** start Supplied text **

Finding the smallest rectangle able to contain a rectangle with diagonal of length n is the same as asking what the largest area a rectangle with a diagonal of length n can have is (since this rectangle could contain itself, and all others are smaller).
Let a and b be the sides of this rectangle.
n^2 = a^2 + b^2 (1)
The area of this rectangle will then be
c = a*b (2)
So we are asking what the largest value for c is, for some constant n.
From (1), we get
a = sqrt(n^2-b^2)
thus,
c=sqrt(n^2-b^2)b
We take the first derivative of this to determine the maximum:
c(b)'=(n^2-2b^2)/sqrt(n^2-b^2).
Setting to 0,
0 = n^2-2b^2
2b^2=n^2
b=sqrt(n^2/2) (3)

** end Supplied text **

Exercise tasks:
a) Print the stretch of the rectangle derivation from "Let a and b" through "c(b)'=(n^2-2b^2)/sqrt(n^2-b^2).".
b) In the rectangle derivation, what expression is given for the first derivative c(b)'?
c) Carry the rectangle derivation forward past its last line.

** start Supplied information **

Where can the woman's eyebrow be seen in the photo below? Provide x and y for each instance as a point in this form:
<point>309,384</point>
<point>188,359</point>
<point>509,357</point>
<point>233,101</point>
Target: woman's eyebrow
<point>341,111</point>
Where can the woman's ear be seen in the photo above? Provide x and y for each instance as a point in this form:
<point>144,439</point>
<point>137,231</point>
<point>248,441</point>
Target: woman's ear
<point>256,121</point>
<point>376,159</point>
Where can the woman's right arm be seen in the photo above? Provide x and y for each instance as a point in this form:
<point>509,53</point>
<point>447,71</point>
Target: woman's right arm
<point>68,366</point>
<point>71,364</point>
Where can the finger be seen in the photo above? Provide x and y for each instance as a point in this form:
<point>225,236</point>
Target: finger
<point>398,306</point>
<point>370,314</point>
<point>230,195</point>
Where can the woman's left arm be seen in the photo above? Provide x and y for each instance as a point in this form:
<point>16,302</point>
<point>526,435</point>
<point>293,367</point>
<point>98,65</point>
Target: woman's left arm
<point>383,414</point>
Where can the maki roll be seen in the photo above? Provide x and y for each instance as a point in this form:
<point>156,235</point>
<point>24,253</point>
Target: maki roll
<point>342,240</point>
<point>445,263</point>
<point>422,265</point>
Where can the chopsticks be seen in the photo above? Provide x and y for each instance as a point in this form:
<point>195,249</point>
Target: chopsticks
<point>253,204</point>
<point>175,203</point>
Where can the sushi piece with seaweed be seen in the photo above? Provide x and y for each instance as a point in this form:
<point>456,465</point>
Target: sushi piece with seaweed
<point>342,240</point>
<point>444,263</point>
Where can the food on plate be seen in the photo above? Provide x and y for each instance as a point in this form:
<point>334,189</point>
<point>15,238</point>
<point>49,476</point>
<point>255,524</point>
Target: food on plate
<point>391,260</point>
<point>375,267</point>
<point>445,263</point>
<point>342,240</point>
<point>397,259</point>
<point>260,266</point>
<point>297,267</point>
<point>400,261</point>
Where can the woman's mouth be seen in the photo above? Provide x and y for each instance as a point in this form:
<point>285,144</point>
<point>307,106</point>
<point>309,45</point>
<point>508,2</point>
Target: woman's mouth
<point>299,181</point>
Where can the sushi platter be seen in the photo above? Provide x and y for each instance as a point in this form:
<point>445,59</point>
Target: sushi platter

** end Supplied information **

Answers for the tasks:
a)
Let a and b be the sides of this rectangle.
n^2 = a^2 + b^2 (1)
The area of this rectangle will then be
c = a*b (2)
So we are asking what the largest value for c is, for some constant n.
From (1), we get
a = sqrt(n^2-b^2)
thus,
c=sqrt(n^2-b^2)b
We take the first derivative of this to determine the maximum:
c(b)'=(n^2-2b^2)/sqrt(n^2-b^2).

b) (n^2-2b^2)/sqrt(n^2-b^2)

c)
Back into (1) gives us:
n^2 = a^2 + sqrt((n^2)/2)^2
n^2 = a^2 + (n^2)/2
a^2 = n^2 - (n^2)/2
So a^2 = (n^2)/2, a=sqrt((n^2)/2), and a=b.
(This is entirely unsurprising if you play with rectangles in your mind: the biggest area occurs at the square.)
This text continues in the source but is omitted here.